■ Input records ■
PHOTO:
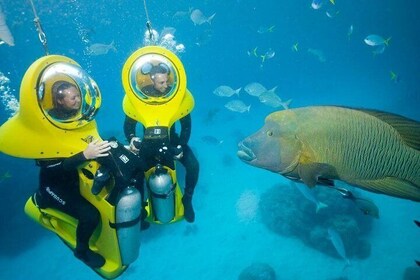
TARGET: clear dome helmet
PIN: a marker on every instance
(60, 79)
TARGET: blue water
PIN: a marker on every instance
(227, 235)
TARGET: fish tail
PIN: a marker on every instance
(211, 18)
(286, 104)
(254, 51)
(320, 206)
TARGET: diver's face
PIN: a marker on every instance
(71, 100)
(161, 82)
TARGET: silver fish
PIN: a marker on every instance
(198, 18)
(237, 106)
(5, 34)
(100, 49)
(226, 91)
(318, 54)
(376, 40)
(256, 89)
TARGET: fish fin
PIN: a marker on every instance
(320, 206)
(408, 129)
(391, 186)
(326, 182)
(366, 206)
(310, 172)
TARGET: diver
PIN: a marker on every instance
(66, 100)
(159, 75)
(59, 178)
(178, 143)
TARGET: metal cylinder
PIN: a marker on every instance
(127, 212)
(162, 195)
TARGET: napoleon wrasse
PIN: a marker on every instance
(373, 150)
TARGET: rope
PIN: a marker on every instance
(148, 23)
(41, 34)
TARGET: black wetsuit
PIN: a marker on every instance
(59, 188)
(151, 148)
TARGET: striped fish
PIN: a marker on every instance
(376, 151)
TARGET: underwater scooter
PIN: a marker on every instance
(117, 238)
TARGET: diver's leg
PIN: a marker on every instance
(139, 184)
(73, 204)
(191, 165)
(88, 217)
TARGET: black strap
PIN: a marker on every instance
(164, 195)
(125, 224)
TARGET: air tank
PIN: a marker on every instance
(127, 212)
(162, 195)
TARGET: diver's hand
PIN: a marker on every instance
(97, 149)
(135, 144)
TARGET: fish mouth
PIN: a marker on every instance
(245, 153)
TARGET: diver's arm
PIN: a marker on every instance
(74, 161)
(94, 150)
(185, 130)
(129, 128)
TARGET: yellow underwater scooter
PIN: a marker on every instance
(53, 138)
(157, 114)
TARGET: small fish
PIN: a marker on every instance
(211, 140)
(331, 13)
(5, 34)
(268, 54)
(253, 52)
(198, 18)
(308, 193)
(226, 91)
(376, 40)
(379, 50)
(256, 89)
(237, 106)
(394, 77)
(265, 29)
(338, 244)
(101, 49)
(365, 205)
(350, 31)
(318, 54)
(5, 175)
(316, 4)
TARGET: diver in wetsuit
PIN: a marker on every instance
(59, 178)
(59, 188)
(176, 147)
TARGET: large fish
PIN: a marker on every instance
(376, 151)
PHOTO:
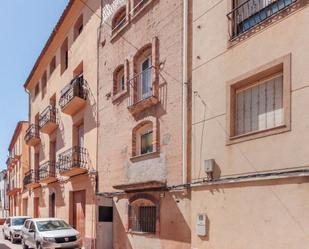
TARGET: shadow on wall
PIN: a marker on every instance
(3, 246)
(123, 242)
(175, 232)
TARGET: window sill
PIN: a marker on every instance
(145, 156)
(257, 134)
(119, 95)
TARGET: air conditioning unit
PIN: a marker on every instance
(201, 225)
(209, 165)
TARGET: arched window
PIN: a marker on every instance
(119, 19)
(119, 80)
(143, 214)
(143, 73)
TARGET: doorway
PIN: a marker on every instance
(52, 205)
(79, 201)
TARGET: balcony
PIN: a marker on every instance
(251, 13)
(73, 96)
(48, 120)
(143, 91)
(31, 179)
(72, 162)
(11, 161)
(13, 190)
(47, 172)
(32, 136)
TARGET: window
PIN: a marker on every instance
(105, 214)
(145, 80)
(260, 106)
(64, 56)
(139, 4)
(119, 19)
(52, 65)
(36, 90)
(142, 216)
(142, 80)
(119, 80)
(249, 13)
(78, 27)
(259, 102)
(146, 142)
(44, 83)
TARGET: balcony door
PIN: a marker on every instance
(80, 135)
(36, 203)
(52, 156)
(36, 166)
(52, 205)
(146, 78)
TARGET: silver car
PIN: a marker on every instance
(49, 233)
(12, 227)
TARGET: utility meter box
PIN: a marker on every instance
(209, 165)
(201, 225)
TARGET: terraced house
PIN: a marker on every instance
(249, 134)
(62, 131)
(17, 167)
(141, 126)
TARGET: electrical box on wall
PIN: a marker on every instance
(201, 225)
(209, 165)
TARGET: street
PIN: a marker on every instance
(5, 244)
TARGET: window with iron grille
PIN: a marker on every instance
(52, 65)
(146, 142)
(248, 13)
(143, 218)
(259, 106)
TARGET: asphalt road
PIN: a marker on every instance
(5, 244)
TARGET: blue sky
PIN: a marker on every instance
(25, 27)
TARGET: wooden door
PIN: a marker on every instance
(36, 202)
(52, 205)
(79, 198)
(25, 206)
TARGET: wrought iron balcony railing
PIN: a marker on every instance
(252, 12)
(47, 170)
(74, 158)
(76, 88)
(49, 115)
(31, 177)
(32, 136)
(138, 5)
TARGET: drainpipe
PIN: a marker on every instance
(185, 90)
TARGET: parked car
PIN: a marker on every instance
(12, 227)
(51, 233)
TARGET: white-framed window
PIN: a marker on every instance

■ Exercise requirements ■
Copy out, word for word, the part of the records that opens with the line containing "TARGET: street" and runs to the end of the records.

■ Answer for the task ■
TARGET: street
PIN: a marker on every instance
(5, 244)
TARGET: window with iron grille
PIN: a marker on every instance
(52, 65)
(146, 142)
(248, 13)
(143, 218)
(259, 106)
TARGET: asphalt road
PIN: a marker on every instance
(5, 244)
TARGET: blue sky
PIN: a marker on every instance
(25, 27)
TARGET: wooden door
PIN: a marker on every instance
(36, 202)
(52, 205)
(79, 198)
(25, 206)
TARGET: wrought iron balcony railing
PIN: a marker on every instance
(252, 12)
(47, 170)
(74, 158)
(76, 88)
(49, 115)
(31, 177)
(32, 136)
(138, 5)
TARGET: drainpipe
PIN: a marker on every instance
(185, 90)
TARGET: parked car
PIN: a marker on every instance
(12, 227)
(51, 233)
TARGET: white-framed window
PIN: a marker on every instance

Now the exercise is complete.